ACTION ITEM
Every entry below must be copied exactly, with nothing left out.
#### MATERIAL FOR THIS EXERCISE ####
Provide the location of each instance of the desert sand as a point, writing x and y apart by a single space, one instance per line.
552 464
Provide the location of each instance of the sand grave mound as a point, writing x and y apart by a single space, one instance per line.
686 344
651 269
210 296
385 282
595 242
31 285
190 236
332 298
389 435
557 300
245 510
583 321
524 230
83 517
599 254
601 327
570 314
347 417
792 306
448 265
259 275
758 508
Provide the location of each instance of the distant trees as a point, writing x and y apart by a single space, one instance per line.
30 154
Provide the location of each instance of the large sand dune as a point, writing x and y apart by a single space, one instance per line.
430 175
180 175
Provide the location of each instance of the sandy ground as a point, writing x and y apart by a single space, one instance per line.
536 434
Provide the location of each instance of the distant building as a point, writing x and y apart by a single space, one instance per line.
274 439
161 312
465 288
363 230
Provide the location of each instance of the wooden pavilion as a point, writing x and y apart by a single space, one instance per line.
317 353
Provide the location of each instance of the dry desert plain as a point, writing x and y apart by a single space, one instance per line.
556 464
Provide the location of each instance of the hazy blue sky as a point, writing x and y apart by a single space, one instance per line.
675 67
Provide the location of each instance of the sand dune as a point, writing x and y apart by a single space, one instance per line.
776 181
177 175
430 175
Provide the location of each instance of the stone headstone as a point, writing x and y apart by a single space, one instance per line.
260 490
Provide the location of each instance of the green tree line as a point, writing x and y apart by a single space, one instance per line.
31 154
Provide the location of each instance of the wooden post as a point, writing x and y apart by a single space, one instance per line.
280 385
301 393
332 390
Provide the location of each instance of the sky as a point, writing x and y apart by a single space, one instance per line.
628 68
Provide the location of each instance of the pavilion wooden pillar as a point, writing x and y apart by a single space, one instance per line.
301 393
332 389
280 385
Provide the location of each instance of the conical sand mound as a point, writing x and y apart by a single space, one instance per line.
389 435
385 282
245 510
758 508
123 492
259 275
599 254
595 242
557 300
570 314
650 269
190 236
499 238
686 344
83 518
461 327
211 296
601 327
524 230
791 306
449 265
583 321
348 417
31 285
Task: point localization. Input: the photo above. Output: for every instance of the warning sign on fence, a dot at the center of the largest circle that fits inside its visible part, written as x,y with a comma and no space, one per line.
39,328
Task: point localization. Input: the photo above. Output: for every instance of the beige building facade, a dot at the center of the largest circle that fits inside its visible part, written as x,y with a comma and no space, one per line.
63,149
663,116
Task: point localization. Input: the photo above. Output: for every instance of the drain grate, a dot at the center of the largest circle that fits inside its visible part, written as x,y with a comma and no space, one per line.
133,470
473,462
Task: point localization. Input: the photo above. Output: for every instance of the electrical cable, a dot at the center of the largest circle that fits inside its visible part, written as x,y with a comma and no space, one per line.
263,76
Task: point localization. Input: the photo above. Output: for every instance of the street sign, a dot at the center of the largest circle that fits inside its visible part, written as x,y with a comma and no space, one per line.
####
FINISHED TASK
Provide the location of each instance of the desert sand as a point, writing x and y apart by a single space, one instance per line.
552 464
Provide the location of each instance of the sand grave mound as a point, writing x and y apart by a single space, one instance per line.
686 344
651 269
210 296
385 282
595 242
31 285
190 236
332 298
389 435
557 300
245 510
583 321
524 230
83 517
599 254
601 327
570 314
347 417
792 306
448 265
259 275
758 508
Provide the location of each instance of the distant trees as a point, writing x and y apart by a single space, one instance per line.
30 154
Provide the location of each instance of the large sand dune as a point, writing x and y apart by a single space, one instance per line.
430 175
180 175
Provide the location of each instance of the sandy ground as a point, writing x and y apart by a single space, one instance per line.
536 434
Provide the location of each instance of the distant building as a point, writing x and y apart by a single space, one instance per line.
274 439
161 312
465 288
363 230
Provide the location of each instance of the wooden pavilion as a point, writing x and y apart by a single space, one instance per line.
317 353
Provide the location of each instance of the dry desert plain as a point, writing x and y apart by a single space, one instance per line.
556 464
Provide the location of each instance of the hazy blue sky as a point, writing x and y apart by a single space, one instance per line.
675 67
Provide the location of each instance of the sand dune as a point, writing x and y apart by a single space, one instance per line.
776 181
177 175
430 175
Provide the location of each instance of the stone headstone as a point, writing x and y apart by a single space, one instance per line.
260 490
Provide the location of each instance of the green tree line as a point, writing x and y apart by a single space, one instance per line.
31 154
Provide the location of each instance of the wooden post as a point, writing x and y apart by a single space, one instance per line.
280 385
301 393
332 390
Provide the location of each instance of the sky as a point, writing x and y apart by a single space, one instance per line.
628 68
Provide the location of each instance of the pavilion wooden pillar as a point, writing x and y apart by a single space, one instance per line.
301 393
332 389
280 385
Provide the location of each instance of the conical sand mound as a point, writing x and y apart by a single space, one instance per line.
389 435
385 282
245 510
758 508
123 492
259 275
599 254
595 242
557 300
570 314
650 269
190 236
499 238
686 344
83 518
461 327
211 296
601 327
524 230
791 306
449 265
583 321
348 417
31 285
Task: point localization. Input: the photo above. Output: for every instance of the warning sign on fence, a dot at the center of the largest circle that fits inside its visible part, written as x,y with a comma and no space, one per line.
39,328
Task: point localization. Input: the photo above. Output: for every instance of the beige building facade, a dot at the center of the largest circle that fits inside its visible part, written as x,y with a comma and no space, one per line.
63,149
663,116
Task: point localization. Input: the photo above. Output: for every instance of the drain grate, a dot at the center of the largest circle that fits inside its visible part, written as x,y with a comma and no space, one per line.
133,470
473,462
Task: point localization. Input: the photo above. Output: for every instance of the electrical cable, a dot at the center of the largest circle that fits inside its visible part, written as x,y with a comma and no space, one per line.
263,76
Task: point localization. Input: the photo above. Output: for every instance of the street sign, a dot at the center of the largest circle that fits inside its visible part, written as x,y with a comma and no space, one per line.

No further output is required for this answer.